Using the information:
a) Transcribe the article on migraine and multiple sclerosis from "Study Finds Migraine" to "to a study.".
b) Summarize the article on migraine and multiple sclerosis in two sentences.

Document excerpt:
Study Finds Migraine is More Common in Women with Multiple Sclerosis

February 17, 2010


Migraine is seen more frequently in women with multiple sclerosis than those without, according to a study.

“While having a history of migraine diagnosis was linked to multiple sclerosis, women with migraine need to know that over 99 percent of them will never develop multiple sclerosis, thus having migraine should definitely not be a reason to worry about getting multiple sclerosis,” said study author Ilya Kister. “More research is needed since it’s still not known whether migraine is a risk factor for developing multiple sclerosis or if it is a condition that occurs at the same time as multiple sclerosis.”

The study involved 116,678 women who were part of the Nurses’ Health Study II. Of these women, 18,000 had been diagnosed with migraine at the start of the study. The women were followed every two years for 16 years. During the study, 375 women were diagnosed with multiple sclerosis. Of those, 82 had reported at the beginning of the study that they had been diagnosed by a doctor with migraine.

Free-text descriptions of objects:
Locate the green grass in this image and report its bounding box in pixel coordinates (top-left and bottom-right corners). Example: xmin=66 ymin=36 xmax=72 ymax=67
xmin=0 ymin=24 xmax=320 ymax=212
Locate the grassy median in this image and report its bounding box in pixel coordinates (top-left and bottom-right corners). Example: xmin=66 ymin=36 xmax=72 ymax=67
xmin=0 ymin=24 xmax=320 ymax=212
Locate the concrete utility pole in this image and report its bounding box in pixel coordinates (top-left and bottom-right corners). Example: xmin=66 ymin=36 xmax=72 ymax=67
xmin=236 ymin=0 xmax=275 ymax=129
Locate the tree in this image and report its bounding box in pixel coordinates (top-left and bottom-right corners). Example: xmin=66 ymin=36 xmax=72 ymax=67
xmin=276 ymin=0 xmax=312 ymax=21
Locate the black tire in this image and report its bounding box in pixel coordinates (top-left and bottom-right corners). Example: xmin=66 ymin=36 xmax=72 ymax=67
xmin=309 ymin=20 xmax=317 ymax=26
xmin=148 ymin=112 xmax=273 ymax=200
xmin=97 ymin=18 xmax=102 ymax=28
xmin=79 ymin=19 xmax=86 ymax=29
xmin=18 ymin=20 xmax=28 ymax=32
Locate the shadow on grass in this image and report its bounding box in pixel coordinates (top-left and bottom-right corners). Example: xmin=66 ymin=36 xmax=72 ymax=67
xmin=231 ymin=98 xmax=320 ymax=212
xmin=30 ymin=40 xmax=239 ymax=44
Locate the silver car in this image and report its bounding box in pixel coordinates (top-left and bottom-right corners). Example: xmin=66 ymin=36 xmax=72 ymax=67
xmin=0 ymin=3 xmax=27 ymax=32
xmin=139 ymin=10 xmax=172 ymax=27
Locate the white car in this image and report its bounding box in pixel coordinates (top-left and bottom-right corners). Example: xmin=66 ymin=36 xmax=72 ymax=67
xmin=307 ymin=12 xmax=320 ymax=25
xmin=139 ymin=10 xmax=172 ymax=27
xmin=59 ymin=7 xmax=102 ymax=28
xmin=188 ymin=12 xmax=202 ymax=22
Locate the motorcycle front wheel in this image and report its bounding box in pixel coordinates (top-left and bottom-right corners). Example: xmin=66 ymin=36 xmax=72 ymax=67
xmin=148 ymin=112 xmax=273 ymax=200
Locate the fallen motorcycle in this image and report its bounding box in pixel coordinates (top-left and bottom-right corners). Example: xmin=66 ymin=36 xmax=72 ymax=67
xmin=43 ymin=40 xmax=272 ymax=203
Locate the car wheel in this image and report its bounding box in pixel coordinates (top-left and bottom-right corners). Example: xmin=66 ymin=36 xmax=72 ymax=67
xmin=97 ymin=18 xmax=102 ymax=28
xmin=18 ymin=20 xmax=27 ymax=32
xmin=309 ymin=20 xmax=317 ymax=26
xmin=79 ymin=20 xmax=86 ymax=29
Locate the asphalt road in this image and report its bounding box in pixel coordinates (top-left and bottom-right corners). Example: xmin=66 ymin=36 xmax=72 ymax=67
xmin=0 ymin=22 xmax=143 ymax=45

Results for the exercise:
a)
Study Finds Migraine is More Common in Women with Multiple Sclerosis

February 17, 2010


Migraine is seen more frequently in women with multiple sclerosis than those without, according to a study.

b) A study of 116,678 women in the Nurses' Health Study II, followed every two years for 16 years, found that migraine is seen more frequently in women with multiple sclerosis than in those without. Study author Ilya Kister said over 99 percent of women with migraine will never develop multiple sclerosis, and that more research is needed to learn whether migraine is a risk factor for the disease or a condition that occurs at the same time.